::: SUPPLIED RECORDS
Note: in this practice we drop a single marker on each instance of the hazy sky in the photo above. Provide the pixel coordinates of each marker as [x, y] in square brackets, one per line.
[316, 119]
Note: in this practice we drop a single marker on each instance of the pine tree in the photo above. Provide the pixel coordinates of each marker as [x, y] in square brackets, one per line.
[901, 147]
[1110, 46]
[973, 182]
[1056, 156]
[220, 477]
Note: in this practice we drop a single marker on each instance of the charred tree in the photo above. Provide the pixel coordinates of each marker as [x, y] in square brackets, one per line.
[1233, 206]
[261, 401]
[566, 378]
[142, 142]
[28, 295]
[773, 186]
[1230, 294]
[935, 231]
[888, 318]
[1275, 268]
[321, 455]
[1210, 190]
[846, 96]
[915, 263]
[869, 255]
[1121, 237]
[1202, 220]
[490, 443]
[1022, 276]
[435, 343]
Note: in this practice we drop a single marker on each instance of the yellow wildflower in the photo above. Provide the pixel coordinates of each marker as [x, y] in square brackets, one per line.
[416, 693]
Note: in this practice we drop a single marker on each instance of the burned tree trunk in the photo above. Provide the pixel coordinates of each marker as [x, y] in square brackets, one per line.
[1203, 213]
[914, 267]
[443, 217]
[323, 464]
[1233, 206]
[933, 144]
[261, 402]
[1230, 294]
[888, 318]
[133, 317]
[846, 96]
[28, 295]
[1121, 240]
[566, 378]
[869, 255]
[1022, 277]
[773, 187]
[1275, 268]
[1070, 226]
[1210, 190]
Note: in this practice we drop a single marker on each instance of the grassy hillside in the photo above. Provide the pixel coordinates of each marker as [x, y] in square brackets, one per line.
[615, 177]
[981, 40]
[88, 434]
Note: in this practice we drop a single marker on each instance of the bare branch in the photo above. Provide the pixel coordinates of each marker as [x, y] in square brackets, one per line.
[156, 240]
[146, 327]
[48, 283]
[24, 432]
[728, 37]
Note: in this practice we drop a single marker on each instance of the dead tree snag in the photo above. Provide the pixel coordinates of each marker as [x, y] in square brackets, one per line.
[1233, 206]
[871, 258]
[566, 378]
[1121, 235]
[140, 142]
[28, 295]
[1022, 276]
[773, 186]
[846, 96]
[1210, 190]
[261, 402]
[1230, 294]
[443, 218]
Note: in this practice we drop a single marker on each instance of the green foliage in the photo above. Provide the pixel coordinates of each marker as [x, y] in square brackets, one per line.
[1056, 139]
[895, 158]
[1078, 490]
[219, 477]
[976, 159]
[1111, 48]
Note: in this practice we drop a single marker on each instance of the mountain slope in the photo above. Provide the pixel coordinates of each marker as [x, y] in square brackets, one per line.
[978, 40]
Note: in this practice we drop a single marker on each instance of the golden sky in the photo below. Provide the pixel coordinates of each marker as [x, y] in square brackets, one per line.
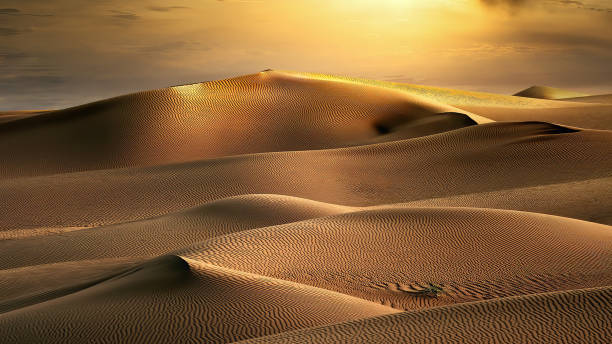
[59, 53]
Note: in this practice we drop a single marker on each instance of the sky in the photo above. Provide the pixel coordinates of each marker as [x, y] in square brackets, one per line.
[61, 53]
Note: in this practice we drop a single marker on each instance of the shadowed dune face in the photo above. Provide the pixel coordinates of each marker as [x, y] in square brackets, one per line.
[475, 159]
[268, 111]
[296, 207]
[388, 255]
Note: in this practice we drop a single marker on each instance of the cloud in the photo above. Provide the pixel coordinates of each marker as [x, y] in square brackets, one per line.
[124, 15]
[16, 12]
[166, 8]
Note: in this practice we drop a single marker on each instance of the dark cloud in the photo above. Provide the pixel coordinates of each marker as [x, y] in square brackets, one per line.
[16, 12]
[568, 3]
[124, 15]
[166, 8]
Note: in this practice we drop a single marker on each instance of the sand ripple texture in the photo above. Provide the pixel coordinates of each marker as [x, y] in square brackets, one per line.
[286, 207]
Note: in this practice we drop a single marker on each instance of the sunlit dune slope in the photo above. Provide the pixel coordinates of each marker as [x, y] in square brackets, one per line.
[171, 299]
[156, 236]
[577, 316]
[390, 255]
[298, 207]
[601, 99]
[545, 92]
[268, 111]
[476, 159]
[8, 116]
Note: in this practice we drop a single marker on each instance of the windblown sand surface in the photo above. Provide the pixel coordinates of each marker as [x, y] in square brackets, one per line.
[294, 207]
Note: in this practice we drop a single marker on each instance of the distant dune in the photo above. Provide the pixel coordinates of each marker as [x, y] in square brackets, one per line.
[307, 208]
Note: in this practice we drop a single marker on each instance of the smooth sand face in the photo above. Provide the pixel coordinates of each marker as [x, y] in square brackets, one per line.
[295, 207]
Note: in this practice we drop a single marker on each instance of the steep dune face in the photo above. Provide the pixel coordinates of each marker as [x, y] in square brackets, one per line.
[545, 92]
[297, 207]
[173, 300]
[475, 159]
[395, 255]
[600, 99]
[579, 316]
[268, 111]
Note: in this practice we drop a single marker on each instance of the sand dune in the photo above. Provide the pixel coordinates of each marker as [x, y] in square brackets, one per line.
[601, 99]
[389, 255]
[299, 207]
[268, 111]
[475, 159]
[578, 316]
[545, 92]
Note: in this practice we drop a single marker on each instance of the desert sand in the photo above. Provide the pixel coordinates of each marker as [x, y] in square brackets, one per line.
[287, 207]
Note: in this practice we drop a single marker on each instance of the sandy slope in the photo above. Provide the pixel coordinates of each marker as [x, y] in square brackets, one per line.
[475, 159]
[311, 207]
[546, 92]
[387, 255]
[601, 99]
[578, 316]
[268, 111]
[170, 299]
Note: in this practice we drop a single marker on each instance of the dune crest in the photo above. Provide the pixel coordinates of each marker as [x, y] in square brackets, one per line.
[545, 92]
[308, 208]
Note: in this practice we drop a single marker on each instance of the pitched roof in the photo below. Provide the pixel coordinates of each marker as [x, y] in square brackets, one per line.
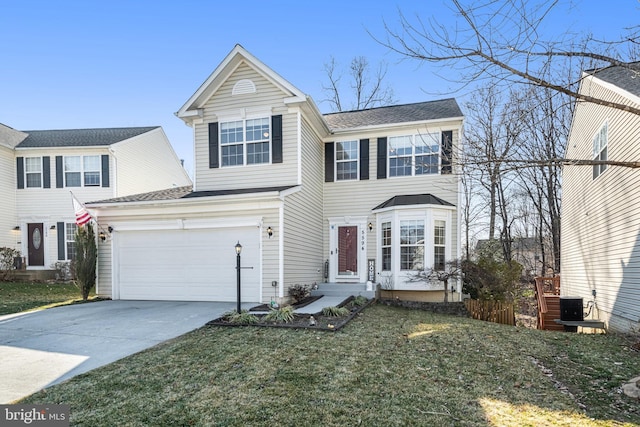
[413, 199]
[626, 77]
[187, 193]
[80, 137]
[430, 110]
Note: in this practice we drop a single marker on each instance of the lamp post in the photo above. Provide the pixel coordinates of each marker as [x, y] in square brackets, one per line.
[238, 250]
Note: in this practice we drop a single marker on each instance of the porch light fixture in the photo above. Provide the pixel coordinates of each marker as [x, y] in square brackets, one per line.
[238, 248]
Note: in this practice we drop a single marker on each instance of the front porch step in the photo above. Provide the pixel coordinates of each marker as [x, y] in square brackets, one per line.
[343, 290]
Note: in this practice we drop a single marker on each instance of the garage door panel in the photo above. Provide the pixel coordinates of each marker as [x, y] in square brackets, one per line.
[194, 265]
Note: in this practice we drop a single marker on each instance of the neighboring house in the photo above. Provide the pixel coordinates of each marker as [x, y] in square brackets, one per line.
[600, 213]
[346, 197]
[41, 168]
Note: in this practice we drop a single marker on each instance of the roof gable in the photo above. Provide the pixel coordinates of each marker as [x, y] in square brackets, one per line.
[80, 137]
[232, 61]
[395, 114]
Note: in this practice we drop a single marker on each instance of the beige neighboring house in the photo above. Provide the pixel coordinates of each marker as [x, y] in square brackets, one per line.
[343, 198]
[600, 210]
[40, 169]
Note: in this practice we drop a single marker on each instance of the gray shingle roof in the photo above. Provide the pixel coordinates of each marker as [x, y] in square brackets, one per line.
[413, 199]
[187, 193]
[626, 77]
[431, 110]
[80, 137]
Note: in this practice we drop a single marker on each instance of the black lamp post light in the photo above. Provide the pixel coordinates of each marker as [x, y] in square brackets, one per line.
[238, 251]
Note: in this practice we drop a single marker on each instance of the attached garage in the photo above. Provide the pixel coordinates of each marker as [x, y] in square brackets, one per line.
[188, 264]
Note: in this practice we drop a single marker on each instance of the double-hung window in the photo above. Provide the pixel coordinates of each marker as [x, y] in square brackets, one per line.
[600, 142]
[411, 155]
[82, 171]
[346, 160]
[386, 246]
[70, 239]
[411, 245]
[245, 142]
[33, 171]
[439, 245]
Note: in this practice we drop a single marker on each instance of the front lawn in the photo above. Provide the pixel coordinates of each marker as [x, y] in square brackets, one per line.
[388, 366]
[22, 296]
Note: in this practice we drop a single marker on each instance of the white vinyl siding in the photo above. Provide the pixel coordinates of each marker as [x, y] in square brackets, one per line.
[267, 97]
[8, 220]
[145, 163]
[601, 218]
[358, 198]
[303, 225]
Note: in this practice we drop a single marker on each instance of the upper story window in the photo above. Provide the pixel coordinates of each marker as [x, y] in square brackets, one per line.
[82, 171]
[346, 160]
[411, 155]
[600, 150]
[33, 172]
[439, 245]
[245, 142]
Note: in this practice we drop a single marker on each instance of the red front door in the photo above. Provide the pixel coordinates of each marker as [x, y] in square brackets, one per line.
[348, 250]
[36, 244]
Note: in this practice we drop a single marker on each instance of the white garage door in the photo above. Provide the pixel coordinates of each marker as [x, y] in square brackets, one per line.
[187, 265]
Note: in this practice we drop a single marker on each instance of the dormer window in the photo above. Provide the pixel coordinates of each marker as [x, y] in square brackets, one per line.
[245, 142]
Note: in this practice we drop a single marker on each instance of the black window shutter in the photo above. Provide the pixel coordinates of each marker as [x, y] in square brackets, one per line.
[46, 172]
[276, 139]
[329, 154]
[59, 172]
[364, 159]
[105, 170]
[20, 172]
[213, 145]
[61, 241]
[446, 152]
[382, 158]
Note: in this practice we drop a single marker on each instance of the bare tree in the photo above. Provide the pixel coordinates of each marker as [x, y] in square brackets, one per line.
[500, 40]
[366, 89]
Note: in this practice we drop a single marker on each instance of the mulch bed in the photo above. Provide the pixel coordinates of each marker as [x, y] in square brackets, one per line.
[302, 321]
[303, 303]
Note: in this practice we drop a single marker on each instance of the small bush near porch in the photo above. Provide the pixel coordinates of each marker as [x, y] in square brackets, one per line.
[22, 296]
::::::
* _WORK TO DO_
Write out, word for word, the line containing "the bare tree" and every line after it to the end of the data above.

* _RESULT_
Note: in this practice we drop a single marker on each instance of the bare tree in the photo above. Provide the pixel coordinates of each marker as [x, y] in square brackets, one per line.
[500, 40]
[366, 89]
Note: in this practice we drop a single marker on each instance of the mulch bed in the photo above. Provide the pixel coordinates of each marker as [x, y] in square brackets, one per line.
[302, 321]
[303, 303]
Note: in this practice we drop a single marker on each instance of the small bush near porch in the photo above. Provide the pixel coordinates of each marker as [x, y] in square brackets, one per line.
[22, 296]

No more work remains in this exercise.